<<<<

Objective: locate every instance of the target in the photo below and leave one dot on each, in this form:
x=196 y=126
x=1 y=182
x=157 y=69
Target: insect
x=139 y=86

>>>>

# Exercise
Reproduce all records exactly, without omissions.

# Reply to the exercise
Objective: locate every instance of the target in the photo below and leave one dot on each, in this form:
x=196 y=126
x=1 y=182
x=157 y=69
Target: insect
x=139 y=86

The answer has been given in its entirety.